* _To-do list_
1/ According to the biography of Lois White, which school did she attend from 1919 to 1922?
2/ Translate this sentence from the Lois White biography into French: "From 1934 she was full-time at Elam until her retirement in January 1963."
3/ Carry the biography of Lois White forward from its final sentence.

>> START Source passage

Anna Lois White (2 November 1903 – 13 September 1984), known in the art world as Lois (pronounced Loyce) White, was a New Zealand painter of the modernist school. She taught at the Elam Art School of the University of Auckland from 1927 until 1963.

Early life
White was the youngest of four children of Auckland architect Arthur Herbert White and Annie White (Phillips).  Her maternal grandfather ran W. Phillips & Sons, an importer of prints and artists' materials.  She attended Epsom Girls' Grammar School from 1919 to 1922, excelling at all subjects, moving on to study at Elam in 1923.

Career
In 1927 she became a part-time tutor at Elam, teaching the junior drawing classes, while at the same time taking a part-time position teaching art at Takapuna Grammar School.  From 1934 she was full-time at Elam until her retirement in January 1963.

Her career as a painter continued in concurrently with her teaching career, being accepted as a full "Working Member" of the Auckland Society of Arts in 1931 and exhibiting regularly with the Society.

>> END Source passage
>> START Provided records

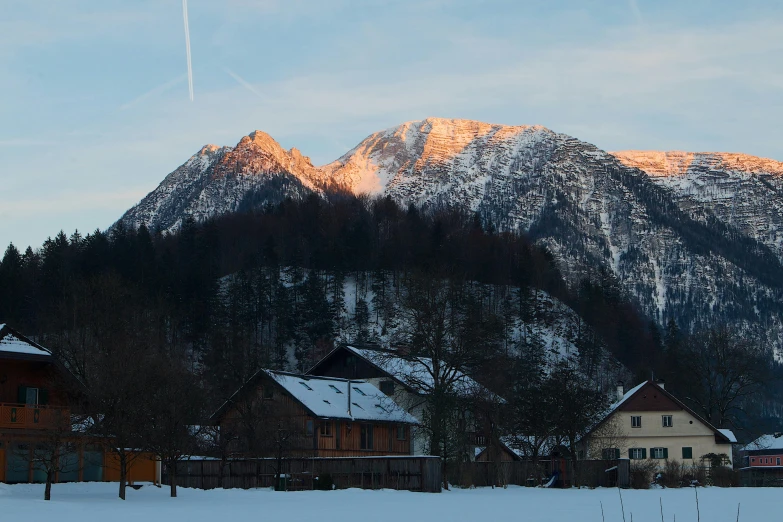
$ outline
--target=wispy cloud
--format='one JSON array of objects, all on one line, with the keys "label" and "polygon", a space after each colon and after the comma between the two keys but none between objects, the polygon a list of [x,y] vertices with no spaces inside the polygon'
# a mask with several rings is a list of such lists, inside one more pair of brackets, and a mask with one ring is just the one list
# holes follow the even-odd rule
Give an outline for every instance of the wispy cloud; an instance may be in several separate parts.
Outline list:
[{"label": "wispy cloud", "polygon": [[134,105],[136,105],[136,104],[138,104],[140,102],[143,102],[144,100],[147,100],[147,99],[150,99],[150,98],[153,98],[153,97],[156,97],[156,96],[160,96],[164,92],[172,89],[173,87],[176,87],[177,85],[179,85],[180,83],[185,81],[186,78],[187,78],[187,75],[183,74],[181,76],[178,76],[178,77],[174,78],[173,80],[169,80],[166,83],[160,84],[157,87],[153,87],[149,91],[147,91],[147,92],[145,92],[145,93],[143,93],[143,94],[133,98],[129,102],[126,102],[126,103],[123,103],[122,105],[120,105],[120,110],[124,111],[126,109],[129,109],[130,107],[133,107]]},{"label": "wispy cloud", "polygon": [[[116,209],[130,206],[149,192],[148,189],[130,188],[93,192],[65,191],[46,197],[16,199],[3,203],[2,213],[6,218],[25,218],[41,215],[59,215],[67,212],[82,212],[95,209]],[[118,216],[119,217],[119,216]]]},{"label": "wispy cloud", "polygon": [[628,6],[631,8],[631,12],[633,13],[634,18],[636,18],[636,22],[639,25],[643,24],[644,17],[642,17],[642,11],[639,9],[637,0],[628,0]]},{"label": "wispy cloud", "polygon": [[261,92],[259,92],[259,90],[258,90],[258,89],[256,89],[255,87],[253,87],[253,85],[252,85],[250,82],[247,82],[247,81],[245,81],[245,79],[244,79],[244,78],[242,78],[241,76],[239,76],[237,73],[235,73],[234,71],[232,71],[232,70],[231,70],[231,69],[229,69],[228,67],[226,67],[225,71],[226,71],[226,73],[227,73],[229,76],[231,76],[231,77],[232,77],[234,80],[236,80],[236,82],[237,82],[239,85],[241,85],[242,87],[244,87],[244,88],[245,88],[245,89],[247,89],[248,91],[252,92],[253,94],[255,94],[256,96],[258,96],[258,97],[259,97],[259,98],[261,98],[261,99],[265,99],[265,98],[266,98],[266,96],[264,96],[263,94],[261,94]]}]

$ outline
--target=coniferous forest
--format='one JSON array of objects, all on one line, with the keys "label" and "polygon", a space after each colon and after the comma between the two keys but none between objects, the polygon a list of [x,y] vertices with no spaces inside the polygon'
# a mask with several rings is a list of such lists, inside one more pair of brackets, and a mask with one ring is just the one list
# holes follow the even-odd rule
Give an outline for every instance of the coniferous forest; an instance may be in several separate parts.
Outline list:
[{"label": "coniferous forest", "polygon": [[[540,328],[520,325],[558,315],[576,332],[576,352],[565,355],[604,391],[618,378],[634,384],[654,375],[698,401],[692,388],[706,396],[708,385],[686,368],[699,343],[699,353],[739,346],[735,362],[766,361],[719,328],[712,337],[671,321],[661,328],[606,272],[567,284],[545,249],[478,216],[345,195],[186,221],[171,235],[117,224],[85,236],[60,232],[37,250],[10,245],[0,263],[0,322],[72,368],[90,364],[79,357],[89,345],[115,358],[154,350],[197,376],[207,403],[219,404],[258,368],[307,371],[340,342],[413,343],[405,309],[416,304],[406,296],[423,288],[459,316],[460,342],[481,355],[470,370],[497,388],[514,380],[503,374],[529,372],[546,358],[535,354],[552,349]],[[774,412],[751,411],[746,399],[760,384],[775,396],[779,368],[761,366],[769,373],[729,404],[696,406],[716,424],[752,417],[762,425]]]}]

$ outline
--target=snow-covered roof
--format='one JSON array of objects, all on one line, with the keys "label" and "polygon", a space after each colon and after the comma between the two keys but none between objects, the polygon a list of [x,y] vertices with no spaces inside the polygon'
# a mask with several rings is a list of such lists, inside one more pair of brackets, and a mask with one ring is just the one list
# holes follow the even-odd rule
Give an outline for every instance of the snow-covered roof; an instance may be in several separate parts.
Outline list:
[{"label": "snow-covered roof", "polygon": [[625,392],[625,394],[623,394],[623,398],[622,398],[622,399],[620,399],[619,401],[617,401],[617,402],[615,402],[614,404],[612,404],[611,406],[609,406],[609,411],[607,412],[607,415],[609,415],[609,414],[611,414],[611,413],[614,413],[614,411],[615,411],[617,408],[619,408],[620,406],[622,406],[622,405],[623,405],[623,404],[624,404],[624,403],[625,403],[625,402],[626,402],[628,399],[630,399],[631,397],[633,397],[633,395],[634,395],[636,392],[638,392],[639,390],[641,390],[641,389],[642,389],[642,387],[643,387],[645,384],[647,384],[647,382],[648,382],[648,381],[642,381],[641,383],[637,384],[636,386],[634,386],[633,388],[631,388],[630,390],[628,390],[627,392]]},{"label": "snow-covered roof", "polygon": [[604,414],[604,415],[601,417],[601,420],[599,420],[598,422],[596,422],[596,423],[595,423],[595,425],[593,425],[593,427],[592,427],[592,428],[590,428],[590,429],[588,430],[588,432],[587,432],[587,434],[586,434],[586,435],[589,435],[590,433],[594,432],[594,431],[595,431],[595,430],[596,430],[596,429],[597,429],[597,428],[598,428],[598,427],[599,427],[601,424],[603,424],[603,422],[604,422],[606,419],[608,419],[610,416],[612,416],[612,415],[613,415],[613,414],[614,414],[614,413],[617,411],[617,409],[618,409],[618,408],[620,408],[620,406],[622,406],[623,404],[625,404],[625,403],[626,403],[626,402],[627,402],[627,401],[628,401],[628,400],[629,400],[631,397],[633,397],[633,396],[634,396],[634,395],[635,395],[635,394],[636,394],[636,393],[637,393],[639,390],[641,390],[641,389],[642,389],[642,388],[643,388],[645,385],[647,385],[647,384],[651,384],[651,385],[654,385],[654,386],[656,386],[657,388],[659,388],[659,389],[660,389],[660,391],[661,391],[661,393],[663,393],[664,395],[668,396],[668,397],[669,397],[669,398],[670,398],[672,401],[674,401],[674,402],[675,402],[677,405],[679,405],[679,406],[680,406],[682,409],[686,410],[688,413],[690,413],[691,415],[693,415],[694,417],[696,417],[696,418],[697,418],[699,421],[701,421],[701,422],[702,422],[702,423],[703,423],[705,426],[707,426],[708,428],[710,428],[711,430],[713,430],[713,431],[715,432],[715,434],[716,434],[716,435],[720,435],[721,437],[723,437],[723,438],[725,439],[725,441],[724,441],[724,442],[729,442],[729,443],[735,443],[735,442],[737,442],[737,437],[735,437],[735,436],[734,436],[734,432],[732,432],[731,430],[727,430],[727,429],[719,429],[719,428],[716,428],[715,426],[713,426],[712,424],[710,424],[709,422],[707,422],[705,419],[703,419],[703,418],[702,418],[702,417],[701,417],[701,416],[700,416],[698,413],[696,413],[695,411],[693,411],[693,410],[691,410],[690,408],[688,408],[688,406],[686,406],[685,404],[683,404],[683,402],[682,402],[682,401],[680,401],[680,400],[679,400],[677,397],[675,397],[674,395],[672,395],[671,393],[669,393],[668,391],[666,391],[666,390],[665,390],[665,389],[664,389],[662,386],[660,386],[659,384],[657,384],[657,383],[654,383],[654,382],[652,382],[652,381],[643,381],[643,382],[641,382],[640,384],[638,384],[638,385],[634,386],[633,388],[631,388],[630,390],[628,390],[626,393],[624,393],[624,394],[623,394],[623,396],[622,396],[622,398],[621,398],[619,401],[615,402],[614,404],[612,404],[611,406],[609,406],[609,408],[607,408],[607,411],[606,411],[606,413],[605,413],[605,414]]},{"label": "snow-covered roof", "polygon": [[[427,394],[433,388],[432,359],[427,357],[402,357],[394,352],[369,348],[346,347],[417,393]],[[454,380],[454,391],[460,395],[471,395],[484,388],[459,370],[449,371]]]},{"label": "snow-covered roof", "polygon": [[5,324],[0,324],[0,352],[19,353],[25,355],[40,355],[51,357],[52,354],[37,344],[14,335],[15,332]]},{"label": "snow-covered roof", "polygon": [[745,451],[758,451],[767,449],[783,450],[783,433],[762,435],[742,449]]},{"label": "snow-covered roof", "polygon": [[273,370],[261,371],[282,386],[316,417],[419,423],[415,417],[366,381],[313,377]]},{"label": "snow-covered roof", "polygon": [[718,428],[718,431],[721,432],[727,439],[729,439],[729,442],[737,442],[737,437],[734,435],[733,431],[727,430],[725,428]]}]

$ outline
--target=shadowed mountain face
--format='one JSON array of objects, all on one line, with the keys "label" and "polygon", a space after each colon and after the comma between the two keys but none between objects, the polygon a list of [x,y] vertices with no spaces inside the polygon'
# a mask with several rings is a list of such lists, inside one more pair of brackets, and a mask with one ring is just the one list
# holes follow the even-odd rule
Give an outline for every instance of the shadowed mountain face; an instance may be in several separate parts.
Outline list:
[{"label": "shadowed mountain face", "polygon": [[725,322],[779,346],[781,164],[742,155],[614,155],[540,126],[430,118],[372,134],[314,167],[256,131],[204,147],[122,220],[176,230],[329,190],[479,213],[545,244],[572,282],[612,273],[646,313]]}]

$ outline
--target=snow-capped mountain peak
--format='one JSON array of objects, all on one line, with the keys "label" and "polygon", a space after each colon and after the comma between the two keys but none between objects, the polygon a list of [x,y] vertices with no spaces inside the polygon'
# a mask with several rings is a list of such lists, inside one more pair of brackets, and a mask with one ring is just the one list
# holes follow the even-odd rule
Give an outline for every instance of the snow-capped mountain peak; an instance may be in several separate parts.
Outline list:
[{"label": "snow-capped mountain peak", "polygon": [[173,231],[332,189],[462,208],[529,233],[572,282],[612,273],[659,322],[732,324],[783,354],[781,174],[743,154],[612,155],[542,126],[427,118],[322,167],[261,131],[205,147],[122,219]]}]

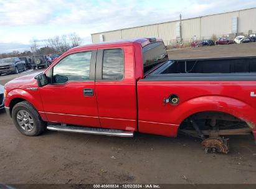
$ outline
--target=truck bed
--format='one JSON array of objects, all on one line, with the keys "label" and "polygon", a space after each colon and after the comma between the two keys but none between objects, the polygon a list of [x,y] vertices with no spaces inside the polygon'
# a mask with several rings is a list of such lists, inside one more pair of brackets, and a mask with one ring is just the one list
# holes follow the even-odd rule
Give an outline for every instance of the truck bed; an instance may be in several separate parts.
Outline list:
[{"label": "truck bed", "polygon": [[[173,130],[189,116],[215,112],[237,118],[254,130],[255,81],[255,56],[169,60],[138,81],[139,128],[176,136]],[[166,103],[171,96],[178,103]]]},{"label": "truck bed", "polygon": [[255,80],[256,56],[169,60],[147,75],[156,81]]}]

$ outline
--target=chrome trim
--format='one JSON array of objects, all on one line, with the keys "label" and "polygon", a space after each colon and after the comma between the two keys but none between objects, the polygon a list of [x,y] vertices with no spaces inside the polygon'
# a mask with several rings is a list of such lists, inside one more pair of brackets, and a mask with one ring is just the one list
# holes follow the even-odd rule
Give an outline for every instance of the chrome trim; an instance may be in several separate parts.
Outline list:
[{"label": "chrome trim", "polygon": [[[120,132],[115,132],[115,131],[120,130],[113,130],[113,129],[104,129],[105,131],[98,131],[94,130],[93,128],[91,128],[91,130],[88,129],[72,129],[69,128],[68,127],[64,127],[63,128],[60,128],[60,127],[56,127],[54,126],[48,126],[47,129],[50,131],[63,131],[63,132],[76,132],[76,133],[87,133],[92,134],[97,134],[97,135],[105,135],[108,136],[118,136],[118,137],[133,137],[133,132],[132,131],[120,131]],[[101,128],[99,128],[100,129]],[[109,131],[107,131],[109,130]]]},{"label": "chrome trim", "polygon": [[73,114],[61,114],[61,113],[49,113],[49,112],[45,112],[45,111],[39,111],[39,113],[50,114],[59,114],[59,115],[70,116],[79,116],[79,117],[85,117],[85,118],[98,118],[98,117],[95,117],[95,116],[83,116],[83,115],[73,115]]},{"label": "chrome trim", "polygon": [[79,117],[85,117],[85,118],[100,118],[100,119],[118,119],[118,120],[125,120],[125,121],[136,121],[136,119],[121,119],[121,118],[105,118],[105,117],[96,117],[96,116],[83,116],[83,115],[75,115],[75,114],[62,114],[62,113],[49,113],[45,111],[38,111],[39,113],[42,114],[59,114],[62,116],[79,116]]}]

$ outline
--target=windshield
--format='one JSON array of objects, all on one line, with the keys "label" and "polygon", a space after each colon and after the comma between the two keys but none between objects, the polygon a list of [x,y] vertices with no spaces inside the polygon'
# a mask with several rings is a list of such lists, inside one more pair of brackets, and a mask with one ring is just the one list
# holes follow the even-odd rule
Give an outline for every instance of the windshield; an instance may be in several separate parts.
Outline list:
[{"label": "windshield", "polygon": [[166,48],[162,42],[148,44],[142,48],[144,73],[161,63],[168,60]]},{"label": "windshield", "polygon": [[0,63],[11,63],[11,62],[12,62],[12,58],[0,59]]}]

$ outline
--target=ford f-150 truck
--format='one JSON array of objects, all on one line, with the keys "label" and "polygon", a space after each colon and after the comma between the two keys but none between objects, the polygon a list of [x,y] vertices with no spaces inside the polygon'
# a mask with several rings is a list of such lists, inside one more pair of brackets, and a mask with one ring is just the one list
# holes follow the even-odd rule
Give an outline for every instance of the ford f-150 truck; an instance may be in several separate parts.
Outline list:
[{"label": "ford f-150 truck", "polygon": [[256,137],[256,57],[169,60],[155,38],[73,48],[44,73],[5,85],[5,108],[26,136],[49,130],[202,140],[229,152],[224,136]]}]

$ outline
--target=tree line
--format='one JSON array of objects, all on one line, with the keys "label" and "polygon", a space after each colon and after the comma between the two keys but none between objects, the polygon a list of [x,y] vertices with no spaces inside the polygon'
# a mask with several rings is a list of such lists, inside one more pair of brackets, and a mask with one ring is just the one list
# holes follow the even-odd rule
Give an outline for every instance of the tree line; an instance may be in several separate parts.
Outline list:
[{"label": "tree line", "polygon": [[75,33],[55,36],[40,41],[34,39],[31,41],[30,50],[24,50],[22,52],[14,50],[9,53],[0,53],[0,58],[61,54],[72,48],[79,46],[81,42],[81,38]]}]

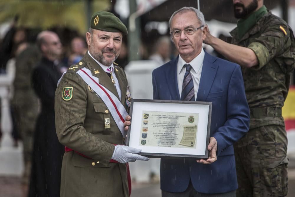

>> END Provided records

* _Expected answers_
1/ Epsom Girls' Grammar School

2/ À partir de 1934, elle travailla à plein temps à Elam jusqu'à sa retraite en janvier 1963.

3/
Lois was one of the founders of the New Group in 1948, a somewhat conservative group of artists concentrating on traditional form and draughtsmanship, somewhat in opposition to younger artists of the time who were pursuing modernist and abstract forms.  She continued to be viewed as a somewhat conservative artist, even in her own opinion, until her work was reappraised through solo exhibitions in 1977 and (after her death) 1994. Thematically, many of her works have been recognized as progressive social activism, including her painting 'Success', which shows a man waving a money bag over a hungry family, and her painting 'War Makers', exhibited between the World Wars, which shows prosperous older, powerful figures mocking a young soldier. According to Raymond Huber in the book 'Peace Warriors', Lois described 'War Makers' as intended to expose the injustice of an older generation engaging in war and sending the younger generation to kill and be killed.

References

Further reading
 Bell, Leonard: "A conversation with Lois White", Art New Zealand 18, Summer 1981 (full article is here) 
 Dunn, Michael: New Zealand Painting: a concise History. Auckland University Press, 2003, p 88–89, 112.
 Finlayson, Claire: This thing in the mirror: self portraits by New Zealand artists. Nelson N.Z. Craig Potton Publishing, 2004, p 108–110, 130.
 Green, Nicola: By the Waters of Babylon: The Art of A. Lois White. Auckland, N.Z.: Auckland City Art Gallery: David Bateman, 1993. 
 Green, Nicola: "Giotto meets Deco: A New Perspective on A. Lois White", Art New Zealand 60, Spring 1991.
 King, Julkie: "By the Waters of Babylon: The Art of A. Lois White", Art New Zealand 73, Summer 1994–95.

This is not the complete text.